DESCRIPTION OF THE TASK: Return, word for word, everything in the records below from the line containing "In the photo above, where can the navy" down to the end of the records, with both ends included.

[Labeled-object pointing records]
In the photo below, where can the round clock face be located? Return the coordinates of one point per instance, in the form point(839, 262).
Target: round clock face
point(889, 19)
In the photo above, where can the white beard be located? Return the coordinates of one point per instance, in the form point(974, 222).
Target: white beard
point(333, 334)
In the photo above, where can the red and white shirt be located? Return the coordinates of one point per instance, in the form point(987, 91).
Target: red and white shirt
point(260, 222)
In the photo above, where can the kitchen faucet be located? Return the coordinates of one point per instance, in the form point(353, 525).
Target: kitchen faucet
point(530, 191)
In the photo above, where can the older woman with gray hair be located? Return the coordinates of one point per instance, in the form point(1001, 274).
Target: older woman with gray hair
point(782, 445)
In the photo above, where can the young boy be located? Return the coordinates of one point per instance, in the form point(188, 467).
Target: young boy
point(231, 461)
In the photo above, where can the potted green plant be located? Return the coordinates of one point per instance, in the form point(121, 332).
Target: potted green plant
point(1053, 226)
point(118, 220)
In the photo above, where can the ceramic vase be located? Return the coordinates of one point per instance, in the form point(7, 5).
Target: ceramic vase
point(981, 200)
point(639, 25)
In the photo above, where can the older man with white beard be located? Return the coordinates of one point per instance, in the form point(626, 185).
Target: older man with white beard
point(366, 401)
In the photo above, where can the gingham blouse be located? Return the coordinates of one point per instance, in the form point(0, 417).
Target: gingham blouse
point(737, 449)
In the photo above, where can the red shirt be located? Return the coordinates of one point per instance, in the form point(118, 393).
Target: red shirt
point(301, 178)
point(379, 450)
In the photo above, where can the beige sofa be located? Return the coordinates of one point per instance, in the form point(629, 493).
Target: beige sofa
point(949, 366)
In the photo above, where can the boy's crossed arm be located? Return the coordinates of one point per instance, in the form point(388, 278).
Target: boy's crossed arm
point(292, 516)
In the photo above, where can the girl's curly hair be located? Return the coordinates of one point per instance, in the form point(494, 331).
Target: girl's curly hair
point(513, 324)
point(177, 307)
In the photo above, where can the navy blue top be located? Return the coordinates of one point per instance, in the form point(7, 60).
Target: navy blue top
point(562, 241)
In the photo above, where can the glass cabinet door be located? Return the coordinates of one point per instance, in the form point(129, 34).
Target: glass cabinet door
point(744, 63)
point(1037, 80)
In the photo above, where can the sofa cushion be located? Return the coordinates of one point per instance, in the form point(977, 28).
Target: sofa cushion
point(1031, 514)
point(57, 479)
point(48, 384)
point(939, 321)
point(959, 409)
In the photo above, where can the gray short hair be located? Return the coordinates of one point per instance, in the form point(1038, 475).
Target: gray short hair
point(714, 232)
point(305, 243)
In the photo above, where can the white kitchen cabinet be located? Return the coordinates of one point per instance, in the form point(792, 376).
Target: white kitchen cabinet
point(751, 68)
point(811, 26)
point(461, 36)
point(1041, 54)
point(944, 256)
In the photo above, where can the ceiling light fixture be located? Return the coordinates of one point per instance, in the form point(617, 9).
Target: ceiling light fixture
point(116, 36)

RESPONSE TO THIS TASK:
In the photo above, where can the navy blue top be located? Return the coordinates of one point per instance, in the form point(7, 60).
Target: navy blue top
point(562, 241)
In the photo above, where can the glass cabinet door be located? Return the coordinates of one point per instance, in the form point(129, 34).
Target: glass cabinet door
point(744, 63)
point(1037, 80)
In the photo above, where can the sofa cushion be located? Return the coordinates of one point per instance, in the form point(977, 28).
Target: sofa cushion
point(1031, 514)
point(57, 479)
point(48, 384)
point(939, 321)
point(959, 409)
In the photo above, where can the gray short hair be located? Return the coordinates of one point per instance, in the form point(1038, 475).
Target: gray short hair
point(714, 232)
point(305, 243)
In the photo above, where can the white kitchen cabinet be located? Return the coordinates of one point per instance, in the form point(792, 376).
Target: white kitchen cabinet
point(751, 68)
point(811, 26)
point(461, 36)
point(1041, 54)
point(944, 256)
In the photo above, where can the ceiling light fixture be located? Return the coordinates of one point per instance, in the form point(617, 9).
Target: ceiling light fixture
point(116, 36)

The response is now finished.